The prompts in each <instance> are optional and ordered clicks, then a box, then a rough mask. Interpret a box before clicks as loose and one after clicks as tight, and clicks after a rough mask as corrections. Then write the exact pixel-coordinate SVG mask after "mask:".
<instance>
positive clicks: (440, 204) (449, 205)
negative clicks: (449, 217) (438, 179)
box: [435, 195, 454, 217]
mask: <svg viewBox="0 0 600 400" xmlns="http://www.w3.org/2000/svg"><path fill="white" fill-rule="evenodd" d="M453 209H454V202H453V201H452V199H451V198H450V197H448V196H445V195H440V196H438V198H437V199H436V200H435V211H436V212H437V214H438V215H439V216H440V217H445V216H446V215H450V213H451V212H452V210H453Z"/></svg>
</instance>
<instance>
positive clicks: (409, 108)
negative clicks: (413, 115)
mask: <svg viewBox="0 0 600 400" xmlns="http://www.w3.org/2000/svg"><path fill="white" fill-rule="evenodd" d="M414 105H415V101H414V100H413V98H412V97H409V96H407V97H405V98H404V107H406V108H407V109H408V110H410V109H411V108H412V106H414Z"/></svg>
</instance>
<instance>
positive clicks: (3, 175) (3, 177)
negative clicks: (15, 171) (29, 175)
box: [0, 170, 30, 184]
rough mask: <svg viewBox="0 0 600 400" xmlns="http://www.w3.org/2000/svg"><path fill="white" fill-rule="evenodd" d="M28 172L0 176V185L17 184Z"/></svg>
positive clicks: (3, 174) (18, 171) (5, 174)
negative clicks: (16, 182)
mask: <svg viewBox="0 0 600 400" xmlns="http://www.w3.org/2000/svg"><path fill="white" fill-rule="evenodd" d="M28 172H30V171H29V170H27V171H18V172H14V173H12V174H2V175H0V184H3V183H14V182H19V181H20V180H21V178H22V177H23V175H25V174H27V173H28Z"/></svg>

*Brief:*
An exact copy of the listing above is what is wanted.

*Answer to the problem:*
The prompts in each <instance> are optional and ordered clicks, then a box, then a rough mask. Interpret a box before clicks as loose and one after clicks as tight, and clicks after a rough mask as corrections. Then write the exact pixel-coordinate SVG mask after "mask:".
<instance>
positive clicks: (440, 204) (449, 205)
negative clicks: (449, 217) (438, 179)
box: [435, 195, 454, 217]
mask: <svg viewBox="0 0 600 400" xmlns="http://www.w3.org/2000/svg"><path fill="white" fill-rule="evenodd" d="M453 209H454V202H453V201H452V199H451V198H450V197H448V196H445V195H440V196H438V198H437V199H436V200H435V211H436V212H437V214H438V215H439V216H440V217H445V216H446V215H450V213H451V212H452V210H453Z"/></svg>
</instance>
<instance>
positive clicks: (409, 108)
negative clicks: (413, 115)
mask: <svg viewBox="0 0 600 400" xmlns="http://www.w3.org/2000/svg"><path fill="white" fill-rule="evenodd" d="M414 105H415V101H414V100H413V98H412V97H409V96H407V97H405V98H404V107H406V108H407V109H408V110H410V109H411V108H412V106H414Z"/></svg>
</instance>
<instance>
positive clicks: (3, 175) (3, 177)
negative clicks: (15, 171) (29, 175)
box: [0, 170, 30, 184]
rough mask: <svg viewBox="0 0 600 400" xmlns="http://www.w3.org/2000/svg"><path fill="white" fill-rule="evenodd" d="M28 172L0 176V185L17 184Z"/></svg>
positive clicks: (3, 174) (18, 171) (5, 174)
negative clicks: (16, 182)
mask: <svg viewBox="0 0 600 400" xmlns="http://www.w3.org/2000/svg"><path fill="white" fill-rule="evenodd" d="M28 172H30V171H29V170H27V171H18V172H14V173H12V174H2V175H0V184H3V183H14V182H19V181H20V180H21V178H22V177H23V175H25V174H27V173H28Z"/></svg>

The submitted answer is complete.